* [Your assignment]: From the first line to the last, reproduce the data exactly.
━━━ Provided records ━━━
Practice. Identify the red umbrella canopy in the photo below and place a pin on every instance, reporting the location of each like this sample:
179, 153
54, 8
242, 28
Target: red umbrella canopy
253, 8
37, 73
━━━
* [Completed exercise]:
Practice. Identify the red umbrella canopy in the photo below and place a pin on every instance, reporting the location of each like this sample:
179, 153
54, 8
242, 28
Target: red umbrella canopy
253, 8
37, 73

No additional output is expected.